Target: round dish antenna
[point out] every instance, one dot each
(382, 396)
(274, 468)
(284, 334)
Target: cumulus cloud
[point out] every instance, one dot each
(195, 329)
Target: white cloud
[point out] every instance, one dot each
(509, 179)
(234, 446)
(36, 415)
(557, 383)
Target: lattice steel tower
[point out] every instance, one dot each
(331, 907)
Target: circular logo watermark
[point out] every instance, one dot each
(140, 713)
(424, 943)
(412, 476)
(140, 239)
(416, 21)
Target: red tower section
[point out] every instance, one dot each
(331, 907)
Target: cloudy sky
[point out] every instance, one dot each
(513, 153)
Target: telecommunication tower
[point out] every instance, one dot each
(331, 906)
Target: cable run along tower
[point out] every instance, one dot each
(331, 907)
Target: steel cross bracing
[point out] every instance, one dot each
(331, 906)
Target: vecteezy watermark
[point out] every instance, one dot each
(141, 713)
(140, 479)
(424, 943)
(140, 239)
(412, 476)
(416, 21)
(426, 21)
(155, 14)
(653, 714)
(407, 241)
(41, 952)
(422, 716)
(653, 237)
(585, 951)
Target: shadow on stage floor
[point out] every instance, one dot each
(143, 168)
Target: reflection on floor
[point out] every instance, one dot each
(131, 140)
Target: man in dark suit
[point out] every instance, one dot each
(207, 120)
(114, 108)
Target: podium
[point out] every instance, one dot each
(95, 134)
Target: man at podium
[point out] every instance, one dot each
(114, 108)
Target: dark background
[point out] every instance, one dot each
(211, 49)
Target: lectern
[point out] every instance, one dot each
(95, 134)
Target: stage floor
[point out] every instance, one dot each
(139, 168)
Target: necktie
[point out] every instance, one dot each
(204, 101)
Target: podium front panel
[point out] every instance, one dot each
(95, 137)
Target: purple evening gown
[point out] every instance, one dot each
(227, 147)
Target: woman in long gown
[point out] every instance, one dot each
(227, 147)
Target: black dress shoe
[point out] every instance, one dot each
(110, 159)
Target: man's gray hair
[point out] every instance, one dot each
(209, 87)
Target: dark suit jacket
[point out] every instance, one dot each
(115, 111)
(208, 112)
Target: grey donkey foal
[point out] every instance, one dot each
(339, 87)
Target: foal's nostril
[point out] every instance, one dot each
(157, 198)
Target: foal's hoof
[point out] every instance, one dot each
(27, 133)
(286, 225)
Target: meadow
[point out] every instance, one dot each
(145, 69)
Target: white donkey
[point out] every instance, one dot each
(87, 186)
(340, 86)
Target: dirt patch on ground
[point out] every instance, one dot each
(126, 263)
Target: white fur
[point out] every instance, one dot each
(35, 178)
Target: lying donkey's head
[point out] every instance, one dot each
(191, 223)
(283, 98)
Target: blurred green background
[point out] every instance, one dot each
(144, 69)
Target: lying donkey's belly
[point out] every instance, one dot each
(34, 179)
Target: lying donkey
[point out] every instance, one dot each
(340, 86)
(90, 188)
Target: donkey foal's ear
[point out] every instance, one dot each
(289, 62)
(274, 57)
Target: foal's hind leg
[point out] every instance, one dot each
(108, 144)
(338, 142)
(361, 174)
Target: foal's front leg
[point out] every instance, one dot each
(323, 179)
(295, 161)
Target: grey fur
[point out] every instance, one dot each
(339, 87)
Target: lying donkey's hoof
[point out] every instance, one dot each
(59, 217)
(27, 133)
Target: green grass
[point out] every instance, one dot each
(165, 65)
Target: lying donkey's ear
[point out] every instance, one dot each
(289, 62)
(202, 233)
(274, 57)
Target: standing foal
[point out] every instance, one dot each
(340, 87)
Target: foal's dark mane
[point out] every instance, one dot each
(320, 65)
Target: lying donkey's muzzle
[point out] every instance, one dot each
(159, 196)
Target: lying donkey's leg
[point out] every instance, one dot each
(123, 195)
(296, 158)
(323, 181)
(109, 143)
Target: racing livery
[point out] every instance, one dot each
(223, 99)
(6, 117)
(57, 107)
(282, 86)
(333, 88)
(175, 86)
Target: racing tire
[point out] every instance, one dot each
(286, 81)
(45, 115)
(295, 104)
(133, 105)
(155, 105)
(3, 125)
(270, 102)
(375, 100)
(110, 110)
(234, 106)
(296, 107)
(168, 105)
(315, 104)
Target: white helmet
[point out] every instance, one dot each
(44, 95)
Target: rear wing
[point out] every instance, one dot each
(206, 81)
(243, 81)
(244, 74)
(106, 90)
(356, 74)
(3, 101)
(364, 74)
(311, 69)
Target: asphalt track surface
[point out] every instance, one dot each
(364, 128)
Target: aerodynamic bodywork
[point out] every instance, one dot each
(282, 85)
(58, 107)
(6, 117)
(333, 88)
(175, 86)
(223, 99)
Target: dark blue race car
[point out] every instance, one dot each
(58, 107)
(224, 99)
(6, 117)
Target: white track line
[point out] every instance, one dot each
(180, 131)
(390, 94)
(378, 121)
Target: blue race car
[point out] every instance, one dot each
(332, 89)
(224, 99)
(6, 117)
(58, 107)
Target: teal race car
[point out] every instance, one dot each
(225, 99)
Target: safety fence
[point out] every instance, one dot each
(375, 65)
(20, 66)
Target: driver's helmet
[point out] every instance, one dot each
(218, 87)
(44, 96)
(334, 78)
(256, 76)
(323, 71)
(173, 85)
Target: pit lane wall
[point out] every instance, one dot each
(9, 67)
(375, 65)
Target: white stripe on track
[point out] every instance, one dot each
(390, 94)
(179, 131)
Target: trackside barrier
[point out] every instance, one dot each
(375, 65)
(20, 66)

_ _ _ _

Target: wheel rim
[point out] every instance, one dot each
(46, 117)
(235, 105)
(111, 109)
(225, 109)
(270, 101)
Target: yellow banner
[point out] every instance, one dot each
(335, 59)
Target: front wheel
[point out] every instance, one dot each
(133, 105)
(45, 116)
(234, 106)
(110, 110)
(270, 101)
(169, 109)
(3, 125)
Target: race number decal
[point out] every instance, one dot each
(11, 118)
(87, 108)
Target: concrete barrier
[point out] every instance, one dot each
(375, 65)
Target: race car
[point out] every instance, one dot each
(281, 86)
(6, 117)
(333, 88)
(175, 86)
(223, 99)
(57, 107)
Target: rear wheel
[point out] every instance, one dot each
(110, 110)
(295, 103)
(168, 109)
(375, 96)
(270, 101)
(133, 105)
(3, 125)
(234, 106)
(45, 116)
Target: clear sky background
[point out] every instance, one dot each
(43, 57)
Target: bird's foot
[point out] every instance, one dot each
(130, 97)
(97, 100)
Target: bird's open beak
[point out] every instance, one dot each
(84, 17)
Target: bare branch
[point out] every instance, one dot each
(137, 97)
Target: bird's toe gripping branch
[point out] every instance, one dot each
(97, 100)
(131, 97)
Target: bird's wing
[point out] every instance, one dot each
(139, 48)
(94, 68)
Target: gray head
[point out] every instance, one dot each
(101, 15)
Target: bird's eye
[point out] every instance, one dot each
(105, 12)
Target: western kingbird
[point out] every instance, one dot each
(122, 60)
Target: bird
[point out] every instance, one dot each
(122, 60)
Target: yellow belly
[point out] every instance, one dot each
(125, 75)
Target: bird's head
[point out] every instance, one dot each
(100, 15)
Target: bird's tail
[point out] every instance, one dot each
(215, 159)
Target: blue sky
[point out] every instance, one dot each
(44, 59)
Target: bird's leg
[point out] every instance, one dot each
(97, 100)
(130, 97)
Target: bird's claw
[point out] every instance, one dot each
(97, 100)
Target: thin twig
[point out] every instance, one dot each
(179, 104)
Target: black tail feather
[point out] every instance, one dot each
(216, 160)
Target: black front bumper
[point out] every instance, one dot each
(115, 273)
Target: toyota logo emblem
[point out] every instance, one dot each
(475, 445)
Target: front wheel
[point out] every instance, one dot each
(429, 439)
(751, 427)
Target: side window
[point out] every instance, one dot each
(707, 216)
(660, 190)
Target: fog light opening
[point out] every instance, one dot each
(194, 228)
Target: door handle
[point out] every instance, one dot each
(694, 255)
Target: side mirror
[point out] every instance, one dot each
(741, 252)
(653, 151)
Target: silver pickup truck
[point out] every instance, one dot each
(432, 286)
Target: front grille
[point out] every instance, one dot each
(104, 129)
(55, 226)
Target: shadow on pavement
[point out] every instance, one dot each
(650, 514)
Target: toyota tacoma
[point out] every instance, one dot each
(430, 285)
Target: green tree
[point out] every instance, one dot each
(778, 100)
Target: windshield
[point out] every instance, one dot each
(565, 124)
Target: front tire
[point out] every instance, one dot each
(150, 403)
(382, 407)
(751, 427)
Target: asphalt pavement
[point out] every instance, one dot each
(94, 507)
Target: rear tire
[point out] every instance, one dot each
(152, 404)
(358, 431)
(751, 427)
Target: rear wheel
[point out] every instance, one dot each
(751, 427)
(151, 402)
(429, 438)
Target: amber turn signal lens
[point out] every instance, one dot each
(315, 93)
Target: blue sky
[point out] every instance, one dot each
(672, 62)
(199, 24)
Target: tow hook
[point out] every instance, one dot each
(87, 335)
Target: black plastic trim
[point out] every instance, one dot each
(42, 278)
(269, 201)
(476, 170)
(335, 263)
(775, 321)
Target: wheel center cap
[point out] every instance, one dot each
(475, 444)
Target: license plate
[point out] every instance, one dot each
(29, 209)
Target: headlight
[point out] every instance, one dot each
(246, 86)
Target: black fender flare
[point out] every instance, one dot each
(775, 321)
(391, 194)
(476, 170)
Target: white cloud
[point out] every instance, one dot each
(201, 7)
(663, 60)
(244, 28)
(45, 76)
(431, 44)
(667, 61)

_ _ _ _

## TAREFA
Apresente cada linha dos itens acima em que aparece a palavra "belly", levando em conta a distinção entre maiúsculas e minúsculas.

## RESPOSTA CORRETA
Target: lying donkey's belly
Target: yellow belly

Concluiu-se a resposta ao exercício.